* _AVAILABLE DATA_
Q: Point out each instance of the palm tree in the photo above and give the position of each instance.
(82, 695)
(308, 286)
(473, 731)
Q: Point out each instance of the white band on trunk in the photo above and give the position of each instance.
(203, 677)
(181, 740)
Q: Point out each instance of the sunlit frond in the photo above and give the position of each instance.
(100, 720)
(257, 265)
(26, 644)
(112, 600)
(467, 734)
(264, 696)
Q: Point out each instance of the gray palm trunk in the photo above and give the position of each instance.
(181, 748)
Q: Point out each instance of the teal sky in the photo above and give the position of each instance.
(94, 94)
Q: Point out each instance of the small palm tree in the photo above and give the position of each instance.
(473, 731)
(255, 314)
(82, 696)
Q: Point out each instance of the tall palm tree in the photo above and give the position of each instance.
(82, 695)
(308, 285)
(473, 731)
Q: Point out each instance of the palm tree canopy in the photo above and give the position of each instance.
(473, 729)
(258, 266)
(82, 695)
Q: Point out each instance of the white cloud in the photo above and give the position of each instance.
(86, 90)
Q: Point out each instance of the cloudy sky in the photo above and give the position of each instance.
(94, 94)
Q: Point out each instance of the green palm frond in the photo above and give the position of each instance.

--

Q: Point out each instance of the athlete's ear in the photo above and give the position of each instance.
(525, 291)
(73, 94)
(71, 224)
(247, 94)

--

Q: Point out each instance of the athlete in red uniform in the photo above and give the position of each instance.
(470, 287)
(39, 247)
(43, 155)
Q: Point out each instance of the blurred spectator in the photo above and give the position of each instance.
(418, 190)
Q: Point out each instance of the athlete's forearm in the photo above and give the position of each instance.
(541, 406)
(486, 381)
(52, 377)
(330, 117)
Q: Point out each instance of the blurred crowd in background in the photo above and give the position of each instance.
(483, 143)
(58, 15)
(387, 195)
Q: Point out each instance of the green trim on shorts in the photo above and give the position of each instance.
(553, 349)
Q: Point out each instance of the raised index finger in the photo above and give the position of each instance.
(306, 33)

* _TASK ITEM_
Copy, exactly and only, the lines above that begin with the one containing "Q: Point out each instance of the teal" and finish with the one containing "Q: Point out each instance of the green palm".

* _RESPONSE_
Q: Point out each instance of the teal sky in the photo above and give the position of each instance.
(94, 94)
Q: Point out each instance of the small palm tree in the photo above and give the position of each instance.
(473, 731)
(255, 314)
(82, 696)
Q: Point out each instance of the tall palm tree in the photo above and give the position of each instance.
(82, 695)
(308, 285)
(473, 731)
Q: Point out each instance of the palm tree canopy in the photo above and give the position of each instance.
(473, 729)
(258, 266)
(82, 695)
Q: Point out each instance of the white cloud in the photo above and give the position of each instance.
(86, 90)
Q: Point out each instance of the cloudy sky in the photo above and give the position of each instance.
(94, 94)
Q: Point out each instance of the green palm frond in the photo above and give the position of each instance.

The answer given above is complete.